Rewrite the lines from the one containing "Could you point to the sky" through the end of the records, inclusive, keeping the requests, and shift every point coordinate in the answers by -87. The requests and their format samples stay unchanged.

+++ Extracted entries

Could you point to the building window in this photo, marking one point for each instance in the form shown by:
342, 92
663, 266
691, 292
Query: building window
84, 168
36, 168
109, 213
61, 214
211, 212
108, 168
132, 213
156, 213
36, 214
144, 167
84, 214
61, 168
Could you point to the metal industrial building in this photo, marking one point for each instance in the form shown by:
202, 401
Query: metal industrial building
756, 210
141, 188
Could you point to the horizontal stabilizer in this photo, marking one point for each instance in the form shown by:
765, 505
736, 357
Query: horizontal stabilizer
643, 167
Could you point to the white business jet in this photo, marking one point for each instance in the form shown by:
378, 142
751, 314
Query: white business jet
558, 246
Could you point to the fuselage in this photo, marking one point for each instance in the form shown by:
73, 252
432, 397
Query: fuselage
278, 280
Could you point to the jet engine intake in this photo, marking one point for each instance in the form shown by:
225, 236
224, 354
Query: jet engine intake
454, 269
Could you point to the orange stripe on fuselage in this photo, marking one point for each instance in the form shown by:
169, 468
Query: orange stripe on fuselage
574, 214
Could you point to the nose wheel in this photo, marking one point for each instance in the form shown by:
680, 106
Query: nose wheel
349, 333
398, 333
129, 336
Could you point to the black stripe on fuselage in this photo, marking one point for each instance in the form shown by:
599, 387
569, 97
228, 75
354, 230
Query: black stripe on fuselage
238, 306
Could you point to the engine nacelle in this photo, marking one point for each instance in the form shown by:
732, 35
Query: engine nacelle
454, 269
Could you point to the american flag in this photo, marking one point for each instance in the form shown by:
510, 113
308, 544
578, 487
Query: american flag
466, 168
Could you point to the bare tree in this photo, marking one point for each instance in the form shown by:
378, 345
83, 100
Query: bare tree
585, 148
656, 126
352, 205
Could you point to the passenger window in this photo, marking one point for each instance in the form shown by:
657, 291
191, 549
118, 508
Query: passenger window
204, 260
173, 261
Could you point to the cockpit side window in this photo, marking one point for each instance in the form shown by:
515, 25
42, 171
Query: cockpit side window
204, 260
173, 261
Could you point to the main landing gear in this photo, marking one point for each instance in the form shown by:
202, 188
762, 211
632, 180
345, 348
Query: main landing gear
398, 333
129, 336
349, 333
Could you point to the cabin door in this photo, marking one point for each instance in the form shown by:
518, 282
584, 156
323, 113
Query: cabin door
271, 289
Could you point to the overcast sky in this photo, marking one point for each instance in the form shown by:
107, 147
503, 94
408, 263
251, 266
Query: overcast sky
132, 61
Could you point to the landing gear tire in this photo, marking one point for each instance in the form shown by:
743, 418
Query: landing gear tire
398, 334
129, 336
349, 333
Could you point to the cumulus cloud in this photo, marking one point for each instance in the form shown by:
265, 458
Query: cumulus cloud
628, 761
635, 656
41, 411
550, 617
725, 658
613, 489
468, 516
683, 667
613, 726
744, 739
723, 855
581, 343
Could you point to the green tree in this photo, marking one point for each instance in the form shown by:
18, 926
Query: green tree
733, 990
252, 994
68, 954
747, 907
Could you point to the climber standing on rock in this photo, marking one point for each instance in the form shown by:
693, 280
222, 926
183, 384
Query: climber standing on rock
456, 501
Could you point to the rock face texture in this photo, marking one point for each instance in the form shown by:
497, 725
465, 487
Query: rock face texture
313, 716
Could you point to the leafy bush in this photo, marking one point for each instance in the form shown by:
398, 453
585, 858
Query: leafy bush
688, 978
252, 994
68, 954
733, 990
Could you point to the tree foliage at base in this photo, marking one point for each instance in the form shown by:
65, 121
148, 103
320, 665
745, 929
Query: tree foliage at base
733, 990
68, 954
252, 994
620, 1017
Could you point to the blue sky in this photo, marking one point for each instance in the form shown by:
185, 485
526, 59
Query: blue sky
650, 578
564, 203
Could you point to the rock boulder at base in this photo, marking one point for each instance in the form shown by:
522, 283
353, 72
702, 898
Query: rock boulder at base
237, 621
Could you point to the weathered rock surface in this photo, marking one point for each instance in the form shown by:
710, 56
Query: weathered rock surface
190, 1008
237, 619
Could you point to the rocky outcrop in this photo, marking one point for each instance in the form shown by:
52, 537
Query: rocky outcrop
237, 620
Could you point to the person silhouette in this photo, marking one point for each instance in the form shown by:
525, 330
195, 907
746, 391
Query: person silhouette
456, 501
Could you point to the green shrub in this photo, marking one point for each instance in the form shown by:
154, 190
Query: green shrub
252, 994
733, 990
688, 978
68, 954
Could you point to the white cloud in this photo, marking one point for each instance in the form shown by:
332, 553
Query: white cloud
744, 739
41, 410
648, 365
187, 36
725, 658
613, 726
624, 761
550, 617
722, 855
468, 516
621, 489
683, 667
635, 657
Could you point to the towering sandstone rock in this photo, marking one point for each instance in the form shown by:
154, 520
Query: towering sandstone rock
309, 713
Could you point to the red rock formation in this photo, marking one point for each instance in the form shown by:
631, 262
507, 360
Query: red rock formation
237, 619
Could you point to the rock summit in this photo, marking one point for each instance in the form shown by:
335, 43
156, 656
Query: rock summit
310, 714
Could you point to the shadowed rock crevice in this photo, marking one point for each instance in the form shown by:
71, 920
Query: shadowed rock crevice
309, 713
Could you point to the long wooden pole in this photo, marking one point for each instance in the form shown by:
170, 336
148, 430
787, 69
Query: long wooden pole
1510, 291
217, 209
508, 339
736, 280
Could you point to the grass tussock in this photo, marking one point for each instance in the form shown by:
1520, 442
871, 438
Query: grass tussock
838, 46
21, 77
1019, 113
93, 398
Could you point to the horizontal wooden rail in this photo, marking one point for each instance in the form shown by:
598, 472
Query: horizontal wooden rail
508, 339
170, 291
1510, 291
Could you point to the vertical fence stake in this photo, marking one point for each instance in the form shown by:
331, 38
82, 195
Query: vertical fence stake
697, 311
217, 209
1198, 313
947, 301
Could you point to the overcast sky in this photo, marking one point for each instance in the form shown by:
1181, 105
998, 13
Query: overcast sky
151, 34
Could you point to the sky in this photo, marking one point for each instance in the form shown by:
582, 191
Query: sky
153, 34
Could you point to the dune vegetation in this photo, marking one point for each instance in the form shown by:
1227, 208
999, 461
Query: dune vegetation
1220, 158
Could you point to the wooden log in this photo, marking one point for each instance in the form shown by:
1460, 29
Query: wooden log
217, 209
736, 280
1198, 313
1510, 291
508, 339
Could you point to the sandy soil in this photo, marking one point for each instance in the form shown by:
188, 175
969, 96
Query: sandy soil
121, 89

++++++

**The solution**.
Could you point to the sky in this photo, marking one point for each instance in the form shown by:
582, 191
Query: sky
66, -53
Could you point to the dune vegetation in this photo, marking one point for each instance in the form shown by:
1227, 208
999, 461
Query: dune vegetation
1133, 71
Could you point to the wooden log in this photo, marking one point for each instance in the form shown by:
1460, 29
Query: wooden log
130, 122
649, 193
1111, 226
1423, 204
421, 252
Could you point to the sandy soil in this photo, marking one point for each instance in the form shown by:
188, 175
969, 96
Query: sandy soil
34, 2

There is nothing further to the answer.